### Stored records

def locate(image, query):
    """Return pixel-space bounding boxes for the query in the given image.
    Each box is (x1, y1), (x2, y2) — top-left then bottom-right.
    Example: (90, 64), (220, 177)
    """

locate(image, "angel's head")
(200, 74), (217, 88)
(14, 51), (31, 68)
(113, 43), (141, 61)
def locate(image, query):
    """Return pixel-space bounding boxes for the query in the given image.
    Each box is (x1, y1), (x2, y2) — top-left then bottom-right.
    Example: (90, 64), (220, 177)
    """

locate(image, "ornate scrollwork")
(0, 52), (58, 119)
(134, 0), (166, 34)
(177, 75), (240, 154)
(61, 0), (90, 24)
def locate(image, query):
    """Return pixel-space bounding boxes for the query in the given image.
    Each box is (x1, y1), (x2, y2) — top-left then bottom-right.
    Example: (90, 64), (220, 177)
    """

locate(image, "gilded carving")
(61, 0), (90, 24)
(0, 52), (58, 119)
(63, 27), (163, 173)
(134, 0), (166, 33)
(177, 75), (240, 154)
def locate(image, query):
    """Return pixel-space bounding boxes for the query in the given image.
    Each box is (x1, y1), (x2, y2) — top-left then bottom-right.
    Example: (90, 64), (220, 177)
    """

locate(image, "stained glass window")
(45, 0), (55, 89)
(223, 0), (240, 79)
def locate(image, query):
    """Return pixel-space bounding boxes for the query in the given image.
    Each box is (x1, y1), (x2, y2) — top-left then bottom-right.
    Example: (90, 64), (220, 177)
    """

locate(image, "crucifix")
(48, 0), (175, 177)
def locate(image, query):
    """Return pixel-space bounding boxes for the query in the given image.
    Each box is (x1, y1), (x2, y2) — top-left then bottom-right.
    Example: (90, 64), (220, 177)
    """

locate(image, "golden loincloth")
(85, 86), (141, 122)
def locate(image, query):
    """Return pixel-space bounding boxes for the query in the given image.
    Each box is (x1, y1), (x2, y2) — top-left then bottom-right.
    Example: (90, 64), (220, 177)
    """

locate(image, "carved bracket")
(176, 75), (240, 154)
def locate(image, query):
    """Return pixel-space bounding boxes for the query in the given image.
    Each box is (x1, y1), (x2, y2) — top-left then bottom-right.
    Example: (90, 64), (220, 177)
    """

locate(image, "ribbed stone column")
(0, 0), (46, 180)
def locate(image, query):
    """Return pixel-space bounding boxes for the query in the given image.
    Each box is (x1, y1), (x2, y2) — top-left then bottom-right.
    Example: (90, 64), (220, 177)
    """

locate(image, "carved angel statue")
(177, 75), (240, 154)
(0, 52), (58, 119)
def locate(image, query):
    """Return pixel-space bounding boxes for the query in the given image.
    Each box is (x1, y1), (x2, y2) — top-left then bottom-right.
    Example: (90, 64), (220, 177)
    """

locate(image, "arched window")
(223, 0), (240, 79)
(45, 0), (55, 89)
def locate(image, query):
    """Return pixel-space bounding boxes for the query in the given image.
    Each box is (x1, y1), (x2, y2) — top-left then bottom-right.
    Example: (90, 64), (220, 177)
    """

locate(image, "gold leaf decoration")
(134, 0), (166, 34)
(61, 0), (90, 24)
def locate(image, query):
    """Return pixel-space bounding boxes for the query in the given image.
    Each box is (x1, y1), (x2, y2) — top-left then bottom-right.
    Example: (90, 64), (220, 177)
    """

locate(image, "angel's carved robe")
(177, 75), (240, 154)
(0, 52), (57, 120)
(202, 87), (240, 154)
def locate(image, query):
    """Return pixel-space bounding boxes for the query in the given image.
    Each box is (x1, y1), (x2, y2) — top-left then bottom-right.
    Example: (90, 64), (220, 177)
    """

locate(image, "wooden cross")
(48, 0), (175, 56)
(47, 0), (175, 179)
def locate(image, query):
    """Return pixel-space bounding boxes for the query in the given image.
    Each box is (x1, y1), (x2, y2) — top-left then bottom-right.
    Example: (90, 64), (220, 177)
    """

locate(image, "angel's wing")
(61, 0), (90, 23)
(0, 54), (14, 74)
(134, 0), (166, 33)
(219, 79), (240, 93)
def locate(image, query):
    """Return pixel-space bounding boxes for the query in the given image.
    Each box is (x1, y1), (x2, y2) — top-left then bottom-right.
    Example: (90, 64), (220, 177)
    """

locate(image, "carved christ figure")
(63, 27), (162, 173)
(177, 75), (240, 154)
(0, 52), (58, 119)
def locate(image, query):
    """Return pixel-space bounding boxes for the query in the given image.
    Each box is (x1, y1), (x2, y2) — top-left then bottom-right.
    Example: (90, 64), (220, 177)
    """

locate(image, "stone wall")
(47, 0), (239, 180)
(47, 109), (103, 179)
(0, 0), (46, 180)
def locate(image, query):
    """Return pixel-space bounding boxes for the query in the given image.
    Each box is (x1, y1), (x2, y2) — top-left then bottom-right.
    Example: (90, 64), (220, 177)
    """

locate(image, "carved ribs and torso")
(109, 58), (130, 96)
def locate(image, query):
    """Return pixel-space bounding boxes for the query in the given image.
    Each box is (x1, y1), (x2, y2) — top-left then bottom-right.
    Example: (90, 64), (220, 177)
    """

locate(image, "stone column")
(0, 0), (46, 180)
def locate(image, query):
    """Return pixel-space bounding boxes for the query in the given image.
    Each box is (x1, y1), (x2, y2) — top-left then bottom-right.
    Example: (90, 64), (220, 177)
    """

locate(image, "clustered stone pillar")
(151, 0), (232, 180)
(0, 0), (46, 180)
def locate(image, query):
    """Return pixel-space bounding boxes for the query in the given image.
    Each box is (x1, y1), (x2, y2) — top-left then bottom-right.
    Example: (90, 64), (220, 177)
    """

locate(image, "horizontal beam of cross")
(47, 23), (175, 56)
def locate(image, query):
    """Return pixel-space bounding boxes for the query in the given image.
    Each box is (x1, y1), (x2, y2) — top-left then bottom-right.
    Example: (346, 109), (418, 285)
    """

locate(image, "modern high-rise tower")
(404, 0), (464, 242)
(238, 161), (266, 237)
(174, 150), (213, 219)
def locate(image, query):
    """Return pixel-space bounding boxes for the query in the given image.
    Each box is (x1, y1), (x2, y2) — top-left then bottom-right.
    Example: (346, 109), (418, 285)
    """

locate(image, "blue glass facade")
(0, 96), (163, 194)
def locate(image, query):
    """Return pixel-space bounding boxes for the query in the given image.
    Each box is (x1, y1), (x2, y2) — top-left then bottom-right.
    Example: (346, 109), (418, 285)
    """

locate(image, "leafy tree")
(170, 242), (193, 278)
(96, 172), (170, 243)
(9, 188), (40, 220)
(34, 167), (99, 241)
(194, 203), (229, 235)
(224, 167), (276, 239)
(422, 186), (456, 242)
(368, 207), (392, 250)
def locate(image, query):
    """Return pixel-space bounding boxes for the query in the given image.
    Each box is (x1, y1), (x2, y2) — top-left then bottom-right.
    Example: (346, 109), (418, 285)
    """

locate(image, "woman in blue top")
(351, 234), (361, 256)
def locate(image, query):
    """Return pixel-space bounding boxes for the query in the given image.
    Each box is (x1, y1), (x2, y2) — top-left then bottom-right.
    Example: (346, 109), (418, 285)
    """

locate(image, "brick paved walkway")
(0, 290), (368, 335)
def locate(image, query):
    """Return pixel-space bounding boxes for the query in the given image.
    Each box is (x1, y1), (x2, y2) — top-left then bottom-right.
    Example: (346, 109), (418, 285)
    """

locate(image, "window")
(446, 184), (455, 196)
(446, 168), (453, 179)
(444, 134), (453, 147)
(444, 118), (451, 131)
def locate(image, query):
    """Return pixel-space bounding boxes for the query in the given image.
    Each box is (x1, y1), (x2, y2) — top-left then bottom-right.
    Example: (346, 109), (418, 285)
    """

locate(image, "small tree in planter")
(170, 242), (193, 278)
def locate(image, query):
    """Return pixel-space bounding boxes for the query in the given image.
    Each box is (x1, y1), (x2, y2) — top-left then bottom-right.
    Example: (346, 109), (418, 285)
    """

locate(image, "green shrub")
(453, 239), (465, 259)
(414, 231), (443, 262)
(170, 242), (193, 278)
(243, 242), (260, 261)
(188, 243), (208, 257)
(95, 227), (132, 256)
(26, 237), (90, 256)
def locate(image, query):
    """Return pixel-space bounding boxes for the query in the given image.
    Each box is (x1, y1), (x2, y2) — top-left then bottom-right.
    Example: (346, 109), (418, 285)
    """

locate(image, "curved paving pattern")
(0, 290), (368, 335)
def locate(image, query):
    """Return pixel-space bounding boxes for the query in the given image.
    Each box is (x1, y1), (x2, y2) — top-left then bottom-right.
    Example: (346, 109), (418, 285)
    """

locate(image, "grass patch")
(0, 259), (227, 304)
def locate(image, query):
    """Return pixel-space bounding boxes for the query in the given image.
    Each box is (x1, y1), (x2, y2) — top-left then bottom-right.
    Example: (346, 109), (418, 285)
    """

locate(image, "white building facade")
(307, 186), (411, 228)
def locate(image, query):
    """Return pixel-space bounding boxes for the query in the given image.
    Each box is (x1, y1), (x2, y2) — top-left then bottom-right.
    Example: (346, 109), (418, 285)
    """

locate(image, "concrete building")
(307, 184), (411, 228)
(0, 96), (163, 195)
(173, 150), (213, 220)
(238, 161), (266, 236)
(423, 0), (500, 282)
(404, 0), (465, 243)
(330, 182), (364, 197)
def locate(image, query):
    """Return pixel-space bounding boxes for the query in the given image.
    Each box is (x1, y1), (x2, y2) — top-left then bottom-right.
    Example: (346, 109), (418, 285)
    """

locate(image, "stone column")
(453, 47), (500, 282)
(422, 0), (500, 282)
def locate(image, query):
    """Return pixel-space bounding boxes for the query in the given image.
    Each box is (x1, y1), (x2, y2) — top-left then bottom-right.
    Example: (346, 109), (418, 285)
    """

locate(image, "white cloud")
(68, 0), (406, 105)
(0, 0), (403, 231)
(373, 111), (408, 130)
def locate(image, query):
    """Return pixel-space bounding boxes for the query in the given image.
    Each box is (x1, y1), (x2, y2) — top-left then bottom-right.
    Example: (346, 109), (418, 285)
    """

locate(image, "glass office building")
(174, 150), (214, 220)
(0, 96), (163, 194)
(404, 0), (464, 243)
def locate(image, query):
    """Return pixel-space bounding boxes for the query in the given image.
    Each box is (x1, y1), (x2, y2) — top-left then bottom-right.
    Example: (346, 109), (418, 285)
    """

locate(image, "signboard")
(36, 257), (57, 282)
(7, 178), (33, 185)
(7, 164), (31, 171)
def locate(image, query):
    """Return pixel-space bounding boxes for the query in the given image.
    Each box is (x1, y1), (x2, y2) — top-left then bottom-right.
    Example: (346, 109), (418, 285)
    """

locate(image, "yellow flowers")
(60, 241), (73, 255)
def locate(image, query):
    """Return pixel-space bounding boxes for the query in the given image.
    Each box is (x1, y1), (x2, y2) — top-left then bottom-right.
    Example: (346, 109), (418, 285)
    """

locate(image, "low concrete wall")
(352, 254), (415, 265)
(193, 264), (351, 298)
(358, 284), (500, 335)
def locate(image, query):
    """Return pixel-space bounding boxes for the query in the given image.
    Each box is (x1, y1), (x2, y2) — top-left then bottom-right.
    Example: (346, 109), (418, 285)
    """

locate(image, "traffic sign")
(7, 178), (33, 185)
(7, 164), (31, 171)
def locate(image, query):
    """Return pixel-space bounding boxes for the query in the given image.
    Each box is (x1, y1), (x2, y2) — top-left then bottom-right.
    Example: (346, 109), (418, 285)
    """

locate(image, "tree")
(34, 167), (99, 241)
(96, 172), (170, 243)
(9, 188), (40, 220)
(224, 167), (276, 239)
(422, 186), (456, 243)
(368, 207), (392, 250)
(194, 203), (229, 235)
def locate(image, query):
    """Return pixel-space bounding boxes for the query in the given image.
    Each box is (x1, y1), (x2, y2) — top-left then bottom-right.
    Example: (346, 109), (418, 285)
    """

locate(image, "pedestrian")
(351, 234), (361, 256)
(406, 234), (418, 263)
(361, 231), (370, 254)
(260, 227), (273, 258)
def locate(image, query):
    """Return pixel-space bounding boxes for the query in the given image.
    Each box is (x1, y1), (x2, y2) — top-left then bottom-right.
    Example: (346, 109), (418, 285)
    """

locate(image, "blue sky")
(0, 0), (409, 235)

### WHAT TO WORK ON
Write out the entries above again, beginning at their first line and ending with the line that contains "(113, 43), (141, 61)", with both of those lines included.

### SOLUTION
def locate(image, query):
    """Return pixel-space bounding boxes for the query in the given image.
    Each box is (x1, y1), (x2, y2) — top-left then bottom-right.
    Example: (90, 64), (220, 177)
    """

locate(image, "angel's head")
(200, 74), (217, 88)
(14, 51), (31, 68)
(113, 43), (141, 61)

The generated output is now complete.